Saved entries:
· · ·
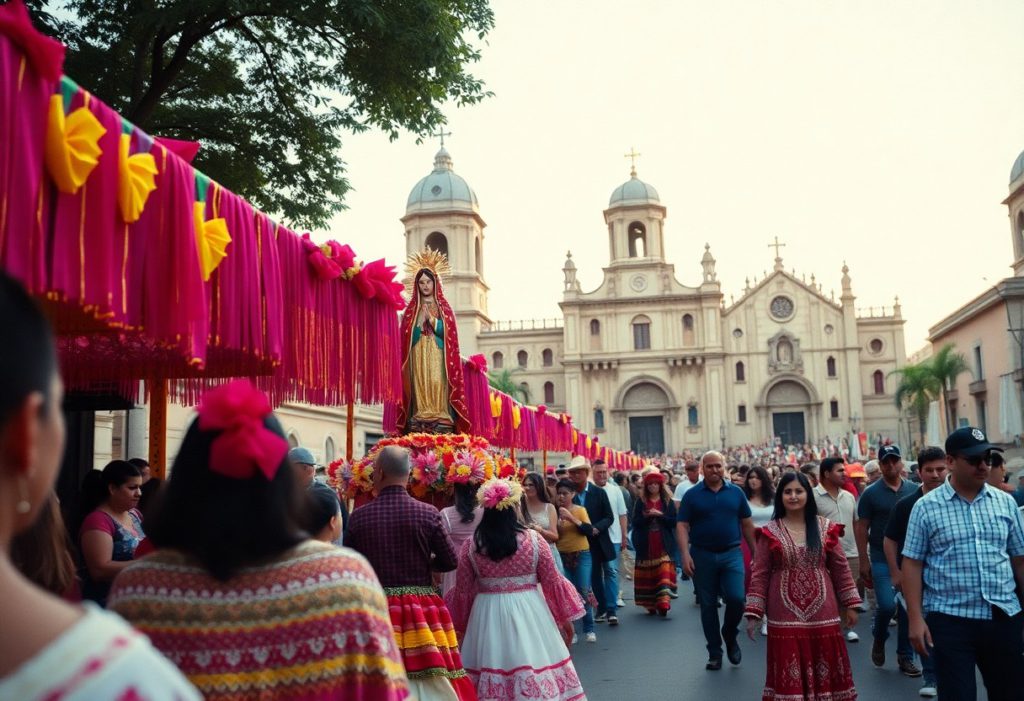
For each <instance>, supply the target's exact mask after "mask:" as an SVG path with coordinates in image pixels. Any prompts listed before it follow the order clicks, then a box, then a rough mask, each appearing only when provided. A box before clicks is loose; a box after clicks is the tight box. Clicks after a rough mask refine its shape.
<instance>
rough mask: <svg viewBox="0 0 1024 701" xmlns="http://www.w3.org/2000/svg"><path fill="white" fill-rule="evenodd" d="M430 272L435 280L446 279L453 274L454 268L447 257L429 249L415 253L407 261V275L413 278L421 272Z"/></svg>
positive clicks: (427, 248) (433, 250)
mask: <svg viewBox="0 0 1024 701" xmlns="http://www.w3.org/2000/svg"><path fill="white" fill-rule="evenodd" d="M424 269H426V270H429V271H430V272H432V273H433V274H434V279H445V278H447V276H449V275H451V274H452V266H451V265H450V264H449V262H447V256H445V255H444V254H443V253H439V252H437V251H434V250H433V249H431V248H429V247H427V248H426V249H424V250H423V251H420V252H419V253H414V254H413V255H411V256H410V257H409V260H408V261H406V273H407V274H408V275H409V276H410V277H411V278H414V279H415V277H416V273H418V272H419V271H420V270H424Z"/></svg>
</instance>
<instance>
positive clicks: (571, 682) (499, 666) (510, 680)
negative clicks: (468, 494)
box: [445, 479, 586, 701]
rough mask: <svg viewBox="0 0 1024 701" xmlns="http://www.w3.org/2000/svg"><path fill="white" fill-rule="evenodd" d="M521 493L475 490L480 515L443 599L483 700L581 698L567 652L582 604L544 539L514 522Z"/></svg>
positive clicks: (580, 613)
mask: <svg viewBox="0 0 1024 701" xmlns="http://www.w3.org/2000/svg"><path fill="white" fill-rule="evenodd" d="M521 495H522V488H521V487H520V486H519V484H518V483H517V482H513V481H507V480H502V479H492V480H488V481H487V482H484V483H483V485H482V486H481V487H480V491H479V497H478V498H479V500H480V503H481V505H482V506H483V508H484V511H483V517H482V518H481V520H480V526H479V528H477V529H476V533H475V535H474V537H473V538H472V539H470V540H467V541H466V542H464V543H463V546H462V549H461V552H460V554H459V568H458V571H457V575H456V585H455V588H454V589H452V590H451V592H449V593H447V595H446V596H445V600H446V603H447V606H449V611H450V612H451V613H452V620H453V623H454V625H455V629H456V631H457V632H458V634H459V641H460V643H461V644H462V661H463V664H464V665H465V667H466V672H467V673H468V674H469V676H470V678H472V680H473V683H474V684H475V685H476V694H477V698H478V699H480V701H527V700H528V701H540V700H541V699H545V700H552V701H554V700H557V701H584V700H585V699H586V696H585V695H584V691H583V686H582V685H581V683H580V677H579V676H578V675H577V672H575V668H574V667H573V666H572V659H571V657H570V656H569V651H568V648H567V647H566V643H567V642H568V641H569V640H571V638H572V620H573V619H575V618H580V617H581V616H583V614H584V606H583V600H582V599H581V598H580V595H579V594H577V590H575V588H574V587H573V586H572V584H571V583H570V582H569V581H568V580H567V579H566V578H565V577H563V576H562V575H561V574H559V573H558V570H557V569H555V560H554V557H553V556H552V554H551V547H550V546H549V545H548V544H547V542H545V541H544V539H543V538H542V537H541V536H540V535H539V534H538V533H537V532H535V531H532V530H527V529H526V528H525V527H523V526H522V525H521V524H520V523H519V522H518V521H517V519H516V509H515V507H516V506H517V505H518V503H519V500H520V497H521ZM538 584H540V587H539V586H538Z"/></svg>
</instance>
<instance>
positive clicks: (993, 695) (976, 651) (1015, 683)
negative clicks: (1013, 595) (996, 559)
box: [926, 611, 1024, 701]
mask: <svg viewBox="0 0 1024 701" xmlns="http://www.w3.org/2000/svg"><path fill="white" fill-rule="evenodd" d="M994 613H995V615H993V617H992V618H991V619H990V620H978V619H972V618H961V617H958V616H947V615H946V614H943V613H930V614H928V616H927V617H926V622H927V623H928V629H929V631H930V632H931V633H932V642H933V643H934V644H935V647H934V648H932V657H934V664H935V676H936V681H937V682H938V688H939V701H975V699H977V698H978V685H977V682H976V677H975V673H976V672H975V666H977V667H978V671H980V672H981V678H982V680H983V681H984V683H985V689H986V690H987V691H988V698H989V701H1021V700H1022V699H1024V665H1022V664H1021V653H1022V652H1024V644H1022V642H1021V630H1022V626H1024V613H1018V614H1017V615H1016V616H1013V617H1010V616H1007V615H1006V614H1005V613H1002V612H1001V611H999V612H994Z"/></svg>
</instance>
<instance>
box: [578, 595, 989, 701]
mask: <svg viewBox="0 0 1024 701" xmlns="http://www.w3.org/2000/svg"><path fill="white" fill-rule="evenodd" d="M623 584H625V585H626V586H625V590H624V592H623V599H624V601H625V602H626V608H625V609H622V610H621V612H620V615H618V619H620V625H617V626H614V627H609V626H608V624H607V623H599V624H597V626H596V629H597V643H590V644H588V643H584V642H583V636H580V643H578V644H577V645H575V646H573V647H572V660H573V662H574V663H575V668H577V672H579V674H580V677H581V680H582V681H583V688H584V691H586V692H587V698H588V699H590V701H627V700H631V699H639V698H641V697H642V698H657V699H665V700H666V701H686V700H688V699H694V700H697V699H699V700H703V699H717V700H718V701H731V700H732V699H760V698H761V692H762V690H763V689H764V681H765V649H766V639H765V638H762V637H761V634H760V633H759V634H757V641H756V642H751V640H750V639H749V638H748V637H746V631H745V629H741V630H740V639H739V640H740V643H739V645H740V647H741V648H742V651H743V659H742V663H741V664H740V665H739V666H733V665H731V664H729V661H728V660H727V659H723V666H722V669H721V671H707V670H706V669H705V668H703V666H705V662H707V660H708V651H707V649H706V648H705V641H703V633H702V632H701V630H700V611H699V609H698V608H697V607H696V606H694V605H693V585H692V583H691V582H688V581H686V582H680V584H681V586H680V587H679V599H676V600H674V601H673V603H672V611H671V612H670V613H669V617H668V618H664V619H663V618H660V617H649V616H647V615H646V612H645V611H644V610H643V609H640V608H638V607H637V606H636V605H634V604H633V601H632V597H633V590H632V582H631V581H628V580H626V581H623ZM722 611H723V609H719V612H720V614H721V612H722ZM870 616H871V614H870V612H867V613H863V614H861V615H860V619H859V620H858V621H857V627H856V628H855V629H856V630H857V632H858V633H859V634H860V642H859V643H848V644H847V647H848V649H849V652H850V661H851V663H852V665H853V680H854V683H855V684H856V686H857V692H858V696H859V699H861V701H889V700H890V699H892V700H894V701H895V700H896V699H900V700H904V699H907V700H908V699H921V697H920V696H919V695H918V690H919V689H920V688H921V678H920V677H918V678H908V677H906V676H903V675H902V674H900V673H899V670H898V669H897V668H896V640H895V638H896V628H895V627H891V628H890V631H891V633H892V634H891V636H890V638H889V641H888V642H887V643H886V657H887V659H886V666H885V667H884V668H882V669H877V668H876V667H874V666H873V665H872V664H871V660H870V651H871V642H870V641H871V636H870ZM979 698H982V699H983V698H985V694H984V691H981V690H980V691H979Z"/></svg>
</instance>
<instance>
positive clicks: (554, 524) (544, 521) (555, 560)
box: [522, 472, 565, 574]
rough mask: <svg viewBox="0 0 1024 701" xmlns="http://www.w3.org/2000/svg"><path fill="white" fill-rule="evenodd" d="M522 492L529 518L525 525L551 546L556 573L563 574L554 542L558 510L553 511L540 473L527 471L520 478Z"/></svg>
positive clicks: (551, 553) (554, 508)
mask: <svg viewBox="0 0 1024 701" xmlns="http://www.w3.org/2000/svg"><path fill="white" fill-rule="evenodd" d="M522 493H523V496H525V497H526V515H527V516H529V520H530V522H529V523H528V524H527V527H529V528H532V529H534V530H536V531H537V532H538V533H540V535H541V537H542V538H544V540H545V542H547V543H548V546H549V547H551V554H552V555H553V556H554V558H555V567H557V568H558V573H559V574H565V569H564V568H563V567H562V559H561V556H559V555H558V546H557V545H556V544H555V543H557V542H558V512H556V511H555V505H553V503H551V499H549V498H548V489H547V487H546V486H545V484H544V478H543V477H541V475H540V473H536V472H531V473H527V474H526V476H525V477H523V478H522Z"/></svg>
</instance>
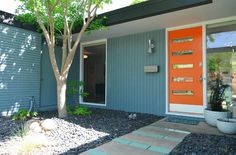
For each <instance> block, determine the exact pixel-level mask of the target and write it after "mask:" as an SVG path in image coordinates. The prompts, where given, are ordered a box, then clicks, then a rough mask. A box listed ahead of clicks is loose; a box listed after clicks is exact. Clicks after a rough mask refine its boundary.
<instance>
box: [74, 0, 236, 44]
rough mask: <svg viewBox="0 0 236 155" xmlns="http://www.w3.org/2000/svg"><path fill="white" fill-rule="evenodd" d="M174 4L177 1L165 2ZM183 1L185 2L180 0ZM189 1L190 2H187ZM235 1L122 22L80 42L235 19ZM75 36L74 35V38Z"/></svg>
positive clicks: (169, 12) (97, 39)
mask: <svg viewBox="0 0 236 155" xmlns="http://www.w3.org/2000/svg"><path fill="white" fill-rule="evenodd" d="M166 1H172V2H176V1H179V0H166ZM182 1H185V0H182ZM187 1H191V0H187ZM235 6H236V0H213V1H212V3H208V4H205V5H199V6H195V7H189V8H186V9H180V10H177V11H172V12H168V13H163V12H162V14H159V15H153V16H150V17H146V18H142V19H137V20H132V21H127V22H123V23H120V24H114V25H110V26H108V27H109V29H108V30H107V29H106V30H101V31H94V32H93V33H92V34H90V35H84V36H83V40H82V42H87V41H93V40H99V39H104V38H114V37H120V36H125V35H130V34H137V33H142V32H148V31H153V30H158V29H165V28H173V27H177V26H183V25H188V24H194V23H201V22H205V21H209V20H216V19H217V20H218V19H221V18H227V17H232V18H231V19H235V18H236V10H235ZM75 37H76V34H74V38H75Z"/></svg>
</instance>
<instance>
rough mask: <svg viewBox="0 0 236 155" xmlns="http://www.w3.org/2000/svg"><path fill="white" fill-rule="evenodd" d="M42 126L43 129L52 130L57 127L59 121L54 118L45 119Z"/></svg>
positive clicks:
· · ·
### ASSIGNMENT
Only the lines above starting at the line that holds "positive clicks: (571, 682)" and ending at the line that holds "box: [445, 479, 586, 701]" are to be repeated, exactly and in full.

### RESULT OF THIS TASK
positive clicks: (571, 682) (499, 666) (510, 680)
negative clicks: (468, 494)
box: [445, 479, 586, 701]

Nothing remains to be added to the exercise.